:: Source text ::
########

I know you were, where is your sense of humour?? btw it does not come with every new PC my last one had McAfee


----------



## starthrower

It's not a musical instrument but it can be used to make music. So can spoons and trash can lids. The creative musician is the most important ingredient.


----------



## Guest

JTech82 said:


> No, a laptop is not an instrument. Why? *Because it's a freaking computer that's why!*


*JTech82* The nail has been hit right on the head old chap. I do miss you if only you could see this is still going on and on and on...on...on


----------



## quack

Is the internet a symphony with its interweaving themes, its fugues and cadenzas, or is it just people pointlessly, tirelessly, endlessly arguing. These seem like relevant links:


----------



## DjPaBlu

*Yes. A laptop is an instrument.*

Before we can say whats an instrument or not first we must define what a musical instrument and Music is. A musical instrument is any of various devices or contrivances that can be used to produce musical tones or sounds. While Music is a form of expressing oneself. As a Dj/Producer I have produced several songs and yes I used a laptop to create all of those. We can safely assume that a laptop abides by the definition of what a *Musical instrument* is. If we we were to say it isn't an instrument. We'd be saying that David Guetta, Deadmau5, Skrillex, Black Eyed Peas, Avicii & others are not musicians. Since Music is a form of self-expression. A Laptop can deeply be an instrument because through it. Artists like the ones I said above has been using Laptops to create music. So if we're saying that it isn't an instrument because its electronic and it's main goal is not to make music. Then we should say that Horns, Whistles, electric guitars and others aren't instruments. So Please stop saying that laptops aren't instrument because it can already be considered as and instrument itself.


----------



## LordBlackudder

yes because those dubstep people use it.


----------



## Guest

DjPaBlu said:


> A musical instrument is any of various devices or contrivances that can be used to produce musical tones or sounds. .


Here we go again: so a Car, telephone, garden rake, party balloon, farting cow are musical instruments get real they are what they are nothing more nothing less. A musical instrument is that which was made for and intended to make music.


----------



## appoggiatura

This subject is quite painful to me. I don't want to see a laptop as an instrument but I have to admit that it is.

########

:: Task material ::
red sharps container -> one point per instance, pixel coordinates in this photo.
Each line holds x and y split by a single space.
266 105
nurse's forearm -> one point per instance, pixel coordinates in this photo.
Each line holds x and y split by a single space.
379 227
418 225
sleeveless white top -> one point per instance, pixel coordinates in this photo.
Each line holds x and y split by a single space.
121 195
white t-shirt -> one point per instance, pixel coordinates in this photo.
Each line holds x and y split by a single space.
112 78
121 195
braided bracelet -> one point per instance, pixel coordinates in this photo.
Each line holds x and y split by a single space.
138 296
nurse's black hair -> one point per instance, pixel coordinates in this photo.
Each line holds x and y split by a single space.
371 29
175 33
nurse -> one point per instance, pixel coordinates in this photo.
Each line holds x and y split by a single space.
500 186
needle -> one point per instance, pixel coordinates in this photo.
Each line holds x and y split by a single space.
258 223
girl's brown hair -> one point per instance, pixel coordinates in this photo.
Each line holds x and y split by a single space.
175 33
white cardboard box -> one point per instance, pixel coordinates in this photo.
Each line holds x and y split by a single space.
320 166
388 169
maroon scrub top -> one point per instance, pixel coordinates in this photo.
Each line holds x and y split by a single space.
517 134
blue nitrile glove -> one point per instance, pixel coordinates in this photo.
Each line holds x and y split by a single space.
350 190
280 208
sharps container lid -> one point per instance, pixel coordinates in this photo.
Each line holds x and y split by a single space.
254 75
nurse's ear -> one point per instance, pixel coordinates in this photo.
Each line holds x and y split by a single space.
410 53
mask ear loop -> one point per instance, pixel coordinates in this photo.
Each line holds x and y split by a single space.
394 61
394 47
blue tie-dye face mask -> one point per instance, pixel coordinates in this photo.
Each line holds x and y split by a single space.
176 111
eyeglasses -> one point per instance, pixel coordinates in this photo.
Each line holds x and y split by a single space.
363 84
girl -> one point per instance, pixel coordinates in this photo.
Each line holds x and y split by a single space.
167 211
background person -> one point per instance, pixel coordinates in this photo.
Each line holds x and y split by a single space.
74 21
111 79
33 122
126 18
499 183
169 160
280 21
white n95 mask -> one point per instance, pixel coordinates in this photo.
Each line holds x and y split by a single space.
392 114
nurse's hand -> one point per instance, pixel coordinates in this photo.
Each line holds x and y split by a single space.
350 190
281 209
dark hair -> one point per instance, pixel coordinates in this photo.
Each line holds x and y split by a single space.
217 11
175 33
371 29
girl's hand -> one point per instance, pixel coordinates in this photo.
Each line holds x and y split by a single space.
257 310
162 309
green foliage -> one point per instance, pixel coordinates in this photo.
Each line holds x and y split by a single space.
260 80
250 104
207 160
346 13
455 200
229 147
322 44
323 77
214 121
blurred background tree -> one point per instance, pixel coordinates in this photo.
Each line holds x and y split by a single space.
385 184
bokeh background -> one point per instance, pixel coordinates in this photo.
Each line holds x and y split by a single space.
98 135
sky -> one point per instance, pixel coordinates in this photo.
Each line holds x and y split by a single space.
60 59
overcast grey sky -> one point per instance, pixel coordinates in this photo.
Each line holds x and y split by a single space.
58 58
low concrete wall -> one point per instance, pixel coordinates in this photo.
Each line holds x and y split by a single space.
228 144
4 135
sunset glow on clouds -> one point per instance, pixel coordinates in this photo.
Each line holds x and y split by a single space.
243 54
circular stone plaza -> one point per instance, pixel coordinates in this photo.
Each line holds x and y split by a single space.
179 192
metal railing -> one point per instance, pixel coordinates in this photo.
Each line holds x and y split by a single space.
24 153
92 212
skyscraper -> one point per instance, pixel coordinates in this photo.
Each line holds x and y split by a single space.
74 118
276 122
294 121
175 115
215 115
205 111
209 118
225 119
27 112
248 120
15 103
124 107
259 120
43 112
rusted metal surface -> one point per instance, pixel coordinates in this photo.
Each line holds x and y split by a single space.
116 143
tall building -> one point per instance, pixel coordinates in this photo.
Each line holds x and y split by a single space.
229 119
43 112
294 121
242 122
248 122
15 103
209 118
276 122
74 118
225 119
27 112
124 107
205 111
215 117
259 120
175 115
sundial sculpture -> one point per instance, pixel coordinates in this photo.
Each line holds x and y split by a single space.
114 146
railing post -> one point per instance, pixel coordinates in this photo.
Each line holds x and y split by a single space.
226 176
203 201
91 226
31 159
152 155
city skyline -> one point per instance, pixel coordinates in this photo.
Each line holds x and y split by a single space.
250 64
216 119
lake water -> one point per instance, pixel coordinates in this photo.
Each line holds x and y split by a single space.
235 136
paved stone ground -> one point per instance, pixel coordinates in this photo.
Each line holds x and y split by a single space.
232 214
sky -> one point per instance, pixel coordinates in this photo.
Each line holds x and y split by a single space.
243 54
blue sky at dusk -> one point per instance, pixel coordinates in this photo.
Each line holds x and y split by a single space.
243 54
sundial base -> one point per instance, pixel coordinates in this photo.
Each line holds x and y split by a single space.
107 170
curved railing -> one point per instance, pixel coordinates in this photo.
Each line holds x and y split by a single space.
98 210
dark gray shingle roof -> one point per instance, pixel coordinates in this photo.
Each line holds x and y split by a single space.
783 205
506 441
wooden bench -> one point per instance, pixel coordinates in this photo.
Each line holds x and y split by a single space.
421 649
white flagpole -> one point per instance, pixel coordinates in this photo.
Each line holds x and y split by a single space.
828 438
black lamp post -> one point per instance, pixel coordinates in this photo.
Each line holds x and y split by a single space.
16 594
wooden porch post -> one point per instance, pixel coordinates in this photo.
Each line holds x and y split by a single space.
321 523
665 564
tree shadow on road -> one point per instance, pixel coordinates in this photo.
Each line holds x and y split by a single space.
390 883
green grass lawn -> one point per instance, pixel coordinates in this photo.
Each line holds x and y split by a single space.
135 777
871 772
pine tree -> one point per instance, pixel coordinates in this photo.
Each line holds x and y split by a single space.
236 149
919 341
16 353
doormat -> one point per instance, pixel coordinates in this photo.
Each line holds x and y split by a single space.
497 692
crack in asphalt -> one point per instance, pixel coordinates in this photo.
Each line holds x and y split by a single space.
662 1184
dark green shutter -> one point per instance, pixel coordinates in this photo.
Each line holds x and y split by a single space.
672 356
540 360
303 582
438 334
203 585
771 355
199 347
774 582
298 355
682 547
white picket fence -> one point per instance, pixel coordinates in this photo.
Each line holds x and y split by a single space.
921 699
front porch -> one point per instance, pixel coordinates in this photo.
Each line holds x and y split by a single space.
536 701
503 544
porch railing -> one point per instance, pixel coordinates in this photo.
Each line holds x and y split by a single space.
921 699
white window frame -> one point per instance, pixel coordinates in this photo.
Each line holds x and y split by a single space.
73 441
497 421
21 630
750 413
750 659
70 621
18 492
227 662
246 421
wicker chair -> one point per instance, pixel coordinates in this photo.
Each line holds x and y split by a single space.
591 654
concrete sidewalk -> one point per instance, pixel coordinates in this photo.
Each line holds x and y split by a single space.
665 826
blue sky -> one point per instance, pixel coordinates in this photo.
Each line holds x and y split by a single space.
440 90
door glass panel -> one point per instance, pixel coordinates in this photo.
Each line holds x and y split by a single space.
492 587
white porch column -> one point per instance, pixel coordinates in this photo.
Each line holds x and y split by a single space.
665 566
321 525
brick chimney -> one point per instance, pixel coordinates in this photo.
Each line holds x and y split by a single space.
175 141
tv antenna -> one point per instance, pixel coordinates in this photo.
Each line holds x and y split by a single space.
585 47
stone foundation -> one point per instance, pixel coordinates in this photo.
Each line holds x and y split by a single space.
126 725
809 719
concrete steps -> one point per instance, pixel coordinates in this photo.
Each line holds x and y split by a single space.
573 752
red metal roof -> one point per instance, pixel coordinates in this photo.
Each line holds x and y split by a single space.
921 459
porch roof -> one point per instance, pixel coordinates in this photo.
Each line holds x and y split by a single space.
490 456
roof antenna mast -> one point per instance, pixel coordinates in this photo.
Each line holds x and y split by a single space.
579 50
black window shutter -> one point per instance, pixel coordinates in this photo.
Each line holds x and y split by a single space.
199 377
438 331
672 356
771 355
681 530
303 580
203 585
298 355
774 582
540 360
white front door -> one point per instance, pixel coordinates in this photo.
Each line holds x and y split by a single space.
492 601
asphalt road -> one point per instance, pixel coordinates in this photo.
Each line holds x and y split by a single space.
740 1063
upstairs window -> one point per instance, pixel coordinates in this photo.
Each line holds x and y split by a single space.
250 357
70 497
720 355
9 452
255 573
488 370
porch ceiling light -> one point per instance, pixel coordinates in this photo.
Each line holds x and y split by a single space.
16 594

########

:: Objectives ::
1) In the forum thread about laptops as musical instruments, what does starthrower name, besides spoons, as something that can be used to make music?
2) Rewrite the part of the records that opens with the line containing "roof antenna mast" and closes at the end of the records, replacing "black window shutter" with "dark window shutter" and leaving everything else unchanged. Give only those lines.

:: Completed exercise ::
1) Trash can lids.

2)
roof antenna mast -> one point per instance, pixel coordinates in this photo.
Each line holds x and y split by a single space.
579 50
dark window shutter -> one point per instance, pixel coordinates in this photo.
Each line holds x and y split by a single space.
199 377
438 331
672 356
771 355
681 530
303 580
203 585
298 355
774 582
540 360
white front door -> one point per instance, pixel coordinates in this photo.
Each line holds x and y split by a single space.
492 601
asphalt road -> one point per instance, pixel coordinates in this photo.
Each line holds x and y split by a single space.
740 1063
upstairs window -> one point per instance, pixel coordinates in this photo.
Each line holds x and y split by a single space.
250 357
70 497
720 355
9 452
255 573
488 370
porch ceiling light -> one point per instance, pixel coordinates in this photo.
Each line holds x and y split by a single space.
16 594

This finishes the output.